● 読解用の抜粋
令和4年度の司法試験過去問、会社法です。

現時点でまだ出題趣旨・採点実感が出ておりませんので、あくまでも答案例の1例と思って読んでいただければ幸いです。

記載内容については大幅な間違いがある可能性もありますので、ご自身の学習に利用される際にはくれぐれも鵜呑みにせず批判的な目線で検討していただければと思います。

 

第1.設問1
1.Dの主張
 Dは本件株主総会決議でDが取締役に再任されなかったことが実質的な解任(会社法339条1項、以下法名略)であり、甲社は339条2項に基づいてDに対し損害賠償責任を負うと主張することが考えられる。そして、Dの任期は平成30年6月20日から4年間であるところ、Dは令和2年6月25日開催の本件定時株主総会において取締役として選任されず、2年の任期を残して実質的に解任されているから、損害額は従前に受けていた役員報酬である月額40万円に残りの任期であった24か月を乗じた960万円が損害となると主張することが考えられる。
2.主張の当否
(1)ア. まず、Dは定時株主総会で選任されなかったことが実質的に見て解任であると主張するが、選任議案が否決されたに過ぎない者が「解任された者」(339条2項)に当たるか。

● 課題一覧
1. 会社法の答案例によれば、Dが取締役として選任されなかった本件定時株主総会はいつ開催されたか。
2. 会社法の答案例を、示された最後の文のあとから続けて書く。

● レコード一覧
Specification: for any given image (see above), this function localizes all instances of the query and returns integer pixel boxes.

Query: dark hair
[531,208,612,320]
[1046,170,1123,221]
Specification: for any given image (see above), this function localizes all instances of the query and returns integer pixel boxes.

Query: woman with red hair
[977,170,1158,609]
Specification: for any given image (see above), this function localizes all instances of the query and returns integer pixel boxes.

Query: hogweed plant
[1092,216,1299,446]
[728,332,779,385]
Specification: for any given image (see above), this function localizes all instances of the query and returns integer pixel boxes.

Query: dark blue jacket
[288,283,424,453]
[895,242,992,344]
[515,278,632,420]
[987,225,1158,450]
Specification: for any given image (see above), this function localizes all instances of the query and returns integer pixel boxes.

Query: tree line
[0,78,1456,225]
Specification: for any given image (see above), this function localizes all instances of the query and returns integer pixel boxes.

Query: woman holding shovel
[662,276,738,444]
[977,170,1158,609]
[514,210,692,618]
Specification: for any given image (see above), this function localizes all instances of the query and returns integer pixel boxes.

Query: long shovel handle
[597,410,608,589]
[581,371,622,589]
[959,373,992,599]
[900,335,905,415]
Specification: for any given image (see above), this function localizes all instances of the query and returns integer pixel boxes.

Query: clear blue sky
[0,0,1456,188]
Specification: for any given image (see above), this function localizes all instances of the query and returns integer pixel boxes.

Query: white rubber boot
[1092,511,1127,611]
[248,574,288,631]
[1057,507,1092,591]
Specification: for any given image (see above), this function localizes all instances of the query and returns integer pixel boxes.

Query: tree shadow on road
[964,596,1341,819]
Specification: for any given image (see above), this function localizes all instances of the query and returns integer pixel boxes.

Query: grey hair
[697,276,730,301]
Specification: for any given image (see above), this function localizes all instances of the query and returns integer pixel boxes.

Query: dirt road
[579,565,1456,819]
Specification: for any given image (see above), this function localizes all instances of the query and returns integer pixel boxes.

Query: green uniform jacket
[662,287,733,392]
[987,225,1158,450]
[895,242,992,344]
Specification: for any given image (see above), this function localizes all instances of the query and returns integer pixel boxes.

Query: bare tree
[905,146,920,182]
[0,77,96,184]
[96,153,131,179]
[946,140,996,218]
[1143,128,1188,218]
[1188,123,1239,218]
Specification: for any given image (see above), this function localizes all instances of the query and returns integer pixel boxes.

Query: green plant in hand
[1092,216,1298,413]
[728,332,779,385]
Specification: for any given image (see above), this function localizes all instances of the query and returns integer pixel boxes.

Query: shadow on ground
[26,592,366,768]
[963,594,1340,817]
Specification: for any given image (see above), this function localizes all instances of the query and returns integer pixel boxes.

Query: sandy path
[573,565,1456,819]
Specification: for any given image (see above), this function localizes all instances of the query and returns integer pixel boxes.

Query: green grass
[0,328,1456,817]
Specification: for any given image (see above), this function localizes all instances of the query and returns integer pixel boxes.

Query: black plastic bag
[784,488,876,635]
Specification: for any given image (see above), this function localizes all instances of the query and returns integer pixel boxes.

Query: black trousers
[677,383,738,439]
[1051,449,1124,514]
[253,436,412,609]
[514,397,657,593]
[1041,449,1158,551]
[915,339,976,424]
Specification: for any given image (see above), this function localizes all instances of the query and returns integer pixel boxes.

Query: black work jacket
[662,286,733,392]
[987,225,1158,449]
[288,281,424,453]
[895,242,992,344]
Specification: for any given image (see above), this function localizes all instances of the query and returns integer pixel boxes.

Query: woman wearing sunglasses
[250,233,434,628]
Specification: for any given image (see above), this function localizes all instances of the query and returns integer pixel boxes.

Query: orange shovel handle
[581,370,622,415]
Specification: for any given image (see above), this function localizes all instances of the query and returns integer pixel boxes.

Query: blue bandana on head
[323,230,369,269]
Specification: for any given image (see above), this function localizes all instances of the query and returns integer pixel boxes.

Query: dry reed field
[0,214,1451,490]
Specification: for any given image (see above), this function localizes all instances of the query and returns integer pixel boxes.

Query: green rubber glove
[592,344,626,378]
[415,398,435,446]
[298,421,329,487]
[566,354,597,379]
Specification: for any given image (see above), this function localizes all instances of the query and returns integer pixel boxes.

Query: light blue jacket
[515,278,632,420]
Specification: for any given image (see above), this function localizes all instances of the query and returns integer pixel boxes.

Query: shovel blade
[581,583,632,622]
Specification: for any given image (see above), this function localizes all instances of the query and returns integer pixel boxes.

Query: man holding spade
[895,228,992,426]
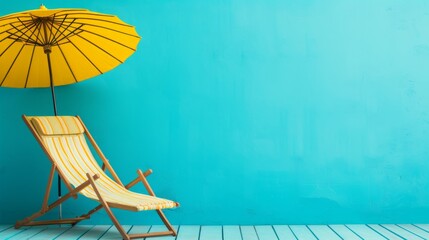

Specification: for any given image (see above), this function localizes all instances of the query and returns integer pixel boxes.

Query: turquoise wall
[0,0,429,224]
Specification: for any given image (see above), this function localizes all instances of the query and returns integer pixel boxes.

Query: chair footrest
[128,231,176,239]
[17,217,89,226]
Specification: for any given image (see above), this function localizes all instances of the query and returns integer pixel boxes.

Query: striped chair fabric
[31,116,177,211]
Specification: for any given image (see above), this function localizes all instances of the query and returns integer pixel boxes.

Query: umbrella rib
[0,37,25,86]
[69,37,103,74]
[52,15,73,43]
[13,19,38,43]
[0,18,40,86]
[58,45,78,82]
[0,19,40,57]
[50,24,82,45]
[53,13,133,27]
[24,45,36,88]
[54,25,140,51]
[1,19,37,44]
[59,21,140,38]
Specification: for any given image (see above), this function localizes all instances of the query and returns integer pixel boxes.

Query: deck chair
[15,115,179,239]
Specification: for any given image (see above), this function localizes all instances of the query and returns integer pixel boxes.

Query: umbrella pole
[44,45,63,219]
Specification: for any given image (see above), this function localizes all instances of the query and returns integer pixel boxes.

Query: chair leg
[156,210,177,236]
[15,175,99,229]
[86,173,131,240]
[137,169,177,236]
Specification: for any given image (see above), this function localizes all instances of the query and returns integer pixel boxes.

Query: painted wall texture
[0,0,429,224]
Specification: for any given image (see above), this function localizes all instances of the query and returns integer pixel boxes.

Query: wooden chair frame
[15,115,177,240]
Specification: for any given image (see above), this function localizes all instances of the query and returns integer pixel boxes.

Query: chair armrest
[125,169,153,189]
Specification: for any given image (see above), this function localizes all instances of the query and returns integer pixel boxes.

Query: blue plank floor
[0,224,429,240]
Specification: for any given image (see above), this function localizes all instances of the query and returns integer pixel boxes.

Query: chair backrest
[26,116,121,198]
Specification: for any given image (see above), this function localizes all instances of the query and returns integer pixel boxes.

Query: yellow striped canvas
[31,116,177,211]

● 記述による解答
1. 本件定時株主総会は令和2年6月25日に開催された。

2.
イ. 339条2項の趣旨は、株主総会が会社の経営に相応しくないと考える役員を自由に解任することができる(339条1項)ことに鑑みて、解任される役員の利益を保護するところにある。そして、取締役の任期の途中で株主総会が取締役の任期を短縮する旨の定款変更を行い、当該定款変更により任期が満了することになる取締役を再任しないことは、当該取締役からみて人気の途中で取締役を解任されてその地位をはく奪されるのと同視しうるのであって、当該取締役が将来において得られると想定していた利益に対する期待権を保護する必要がある。したがって、任期の途中で定款変更がなされ、その後に株主総会で取締役として再任されなかった者も「解任された者」に含むと解する。したがって、Dも「解任された者」に含まれる。
(2)ア. では、Dに関して「解任によって生じた損害」をいかなる基準で判断すべきか。
イ. 会社と取締役の関係は委任関係となる(330条、民法644条)ところ、当事者間で会社法上定められる任期の範囲内で具体的な任期について合意をしていた場合には、当該合意内容が委任契約の内容となり、両当事者を拘束して、一方当事者が相手方の同意なく変更することはできなくなると解する。
 ここで、甲社は非公開会社(5条2号参照)であるから、定款で取締役の任期を最長10年まで伸長できる(332条2項)ところ、甲社ではこれに従って取締役の任期を10年とする旨の定款を設けていた。そして、Dが取締役に就任する際にAからDに対して乙社出身の取締役については従前から4年ごとに交代している旨の説明があり、Dもそれを受けて61歳まで取締役を務めた方がより長く安定した収入を得られる旨を述べて取締役就任を引き受けている。そうすると、甲社とDとの間では取締役の任期を4年とする旨の合意が形成されたといえるから、Dの任期は4年であり甲社が一方的にこれを変更することは許されなくなる。
(3) したがって、Dの主張通り、Dの任期は2年残っていたと言うことができ、「解任によって生じた損害」は月額40万円の報酬に残任期を乗じた960万円になるといえる。よって、Dの請求は認められる。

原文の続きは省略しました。